**Task instructions**
Copy all of the material below line for line, keeping every word, number and punctuation mark unchanged.
● ● ● ● ● ● ●
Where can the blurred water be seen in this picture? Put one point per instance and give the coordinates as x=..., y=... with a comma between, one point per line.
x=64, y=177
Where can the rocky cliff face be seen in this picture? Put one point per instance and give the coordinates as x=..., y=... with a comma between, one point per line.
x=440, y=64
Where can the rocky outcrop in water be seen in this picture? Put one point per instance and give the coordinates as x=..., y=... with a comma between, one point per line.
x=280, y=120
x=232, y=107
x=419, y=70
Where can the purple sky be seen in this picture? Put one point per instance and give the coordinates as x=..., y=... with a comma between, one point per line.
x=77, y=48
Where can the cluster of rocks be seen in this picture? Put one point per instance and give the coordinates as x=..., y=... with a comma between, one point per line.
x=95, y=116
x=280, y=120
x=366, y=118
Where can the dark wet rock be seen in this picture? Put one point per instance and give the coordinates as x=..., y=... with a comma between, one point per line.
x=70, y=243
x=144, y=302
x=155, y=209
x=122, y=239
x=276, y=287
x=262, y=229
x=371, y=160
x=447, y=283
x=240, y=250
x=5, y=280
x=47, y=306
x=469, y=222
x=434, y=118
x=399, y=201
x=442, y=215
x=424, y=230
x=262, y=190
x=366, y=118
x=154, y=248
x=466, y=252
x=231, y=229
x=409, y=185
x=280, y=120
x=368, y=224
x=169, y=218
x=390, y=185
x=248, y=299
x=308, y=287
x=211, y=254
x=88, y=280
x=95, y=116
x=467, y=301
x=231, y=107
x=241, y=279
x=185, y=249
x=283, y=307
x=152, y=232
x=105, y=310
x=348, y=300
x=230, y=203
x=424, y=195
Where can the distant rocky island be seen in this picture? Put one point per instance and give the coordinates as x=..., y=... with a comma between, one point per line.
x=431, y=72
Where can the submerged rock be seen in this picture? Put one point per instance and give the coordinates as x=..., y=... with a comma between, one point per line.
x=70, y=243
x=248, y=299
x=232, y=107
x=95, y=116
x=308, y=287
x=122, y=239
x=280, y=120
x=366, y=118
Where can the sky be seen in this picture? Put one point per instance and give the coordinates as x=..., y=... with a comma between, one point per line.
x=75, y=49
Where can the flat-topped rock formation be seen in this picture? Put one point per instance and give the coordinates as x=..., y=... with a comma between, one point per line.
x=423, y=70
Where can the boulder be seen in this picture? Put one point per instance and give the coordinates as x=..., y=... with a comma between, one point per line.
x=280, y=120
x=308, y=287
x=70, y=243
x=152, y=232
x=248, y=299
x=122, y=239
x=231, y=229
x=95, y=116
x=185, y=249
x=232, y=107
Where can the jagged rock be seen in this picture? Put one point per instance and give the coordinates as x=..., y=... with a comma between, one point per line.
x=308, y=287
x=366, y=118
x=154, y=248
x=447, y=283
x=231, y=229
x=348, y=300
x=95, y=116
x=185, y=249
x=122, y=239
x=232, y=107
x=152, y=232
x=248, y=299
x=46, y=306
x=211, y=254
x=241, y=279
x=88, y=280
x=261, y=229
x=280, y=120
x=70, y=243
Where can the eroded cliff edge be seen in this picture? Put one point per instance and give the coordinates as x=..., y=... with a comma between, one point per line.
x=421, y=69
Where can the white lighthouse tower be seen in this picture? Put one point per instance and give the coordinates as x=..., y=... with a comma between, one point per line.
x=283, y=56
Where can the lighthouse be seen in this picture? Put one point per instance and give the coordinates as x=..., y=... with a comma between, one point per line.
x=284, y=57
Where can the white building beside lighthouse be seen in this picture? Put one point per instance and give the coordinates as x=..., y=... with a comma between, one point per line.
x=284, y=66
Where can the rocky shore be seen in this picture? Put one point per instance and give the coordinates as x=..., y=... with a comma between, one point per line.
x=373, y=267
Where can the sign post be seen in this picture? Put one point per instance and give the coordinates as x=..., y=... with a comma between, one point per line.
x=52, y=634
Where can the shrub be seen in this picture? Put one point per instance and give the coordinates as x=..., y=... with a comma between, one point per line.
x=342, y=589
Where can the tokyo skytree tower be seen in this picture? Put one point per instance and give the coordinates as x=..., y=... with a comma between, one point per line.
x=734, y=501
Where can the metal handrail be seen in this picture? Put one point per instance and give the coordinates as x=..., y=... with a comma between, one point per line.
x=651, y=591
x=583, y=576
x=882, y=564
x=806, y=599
● ● ● ● ● ● ●
**Full response**
Where can the blurred water be seen in this picture? Put one point per instance and give the coordinates as x=..., y=... with a comma between, one point per line.
x=64, y=177
Where can the rocky cliff face be seen in this picture? Put one point per instance and give the coordinates as x=..., y=... with a comma between, one point per line.
x=440, y=64
Where can the rocky outcrop in water be seen in this picture? Put one point per instance and give the coordinates as x=..., y=... with a comma between, one point per line.
x=280, y=120
x=232, y=107
x=419, y=70
Where can the purple sky be seen in this picture? Put one point per instance and give the coordinates as x=..., y=... with a comma between, one point per line.
x=77, y=48
Where can the cluster of rocks be seen in this picture? Put one point per instance and give the coordinates as x=..., y=... with a comma between, one point per line.
x=95, y=116
x=280, y=120
x=366, y=118
Where can the dark wet rock be seen in this picture? Put one point per instance and give the coordinates as x=..., y=... with a comma between, one point per line.
x=70, y=243
x=144, y=302
x=155, y=209
x=122, y=239
x=276, y=287
x=262, y=229
x=371, y=160
x=447, y=283
x=240, y=250
x=5, y=280
x=47, y=306
x=469, y=222
x=434, y=118
x=399, y=201
x=442, y=215
x=424, y=230
x=262, y=190
x=366, y=118
x=154, y=248
x=466, y=252
x=231, y=229
x=409, y=185
x=280, y=120
x=368, y=224
x=169, y=218
x=390, y=185
x=248, y=299
x=308, y=287
x=211, y=254
x=88, y=280
x=95, y=116
x=467, y=301
x=231, y=107
x=241, y=279
x=185, y=249
x=283, y=307
x=152, y=232
x=105, y=310
x=348, y=300
x=230, y=203
x=424, y=195
Where can the distant rocky island be seen in this picture? Put one point per instance and give the coordinates as x=..., y=... with a comma between, one point per line.
x=431, y=72
Where can the submerged rock be seen in this picture? Put one point per instance and give the coordinates as x=..., y=... with a comma between, one point per line.
x=70, y=243
x=248, y=299
x=232, y=107
x=95, y=116
x=308, y=287
x=122, y=239
x=280, y=120
x=366, y=118
Where can the sky be seen in this picture? Put one point per instance and give the coordinates as x=..., y=... with a comma between, one point per line.
x=75, y=49
Where can the flat-topped rock formation be seen in this picture? Put one point per instance and give the coordinates as x=..., y=... with a comma between, one point per line.
x=423, y=70
Where can the boulder be seen in this picture? Put one point per instance and give the coordinates as x=..., y=... with a comma between, one point per line.
x=280, y=120
x=308, y=287
x=70, y=243
x=152, y=232
x=248, y=299
x=122, y=239
x=231, y=229
x=95, y=116
x=185, y=249
x=232, y=107
Where can the jagged rock be seen in this picture? Put one point per instance and give the coordinates as x=..., y=... with a comma between, one point per line.
x=308, y=287
x=366, y=118
x=154, y=248
x=447, y=283
x=231, y=229
x=348, y=300
x=95, y=116
x=185, y=249
x=122, y=239
x=232, y=107
x=152, y=232
x=248, y=299
x=46, y=306
x=211, y=254
x=241, y=279
x=88, y=280
x=261, y=229
x=280, y=120
x=70, y=243
Where can the eroded cliff edge be seen in this picture? Put one point per instance and give the coordinates as x=..., y=... with a comma between, one point per line.
x=421, y=69
Where can the white lighthouse tower be seen in this picture? Put one point per instance and give the coordinates as x=..., y=... with a comma between, one point per line.
x=283, y=56
Where can the lighthouse be seen in this picture? Put one point per instance and give the coordinates as x=..., y=... with a comma between, one point per line.
x=284, y=57
Where can the white building beside lighthouse be seen in this picture? Put one point per instance and give the coordinates as x=..., y=... with a comma between, one point per line.
x=284, y=66
Where can the rocky shore be seen in this picture? Put one point per instance and give the coordinates as x=..., y=... with a comma between, one point per line.
x=373, y=267
Where can the sign post be seen in this picture? Put one point per instance and give the coordinates as x=..., y=... with a comma between, one point per line.
x=52, y=634
Where can the shrub be seen in this picture? Put one point per instance and give the coordinates as x=..., y=... with a comma between, one point per line.
x=342, y=589
Where can the tokyo skytree tower be seen in this picture? Put one point per instance and give the coordinates as x=..., y=... with a comma between, one point per line.
x=734, y=501
Where can the metal handrail be seen in this picture? Put one point per instance and give the coordinates as x=..., y=... with a comma between, one point per line.
x=651, y=591
x=583, y=576
x=882, y=564
x=806, y=599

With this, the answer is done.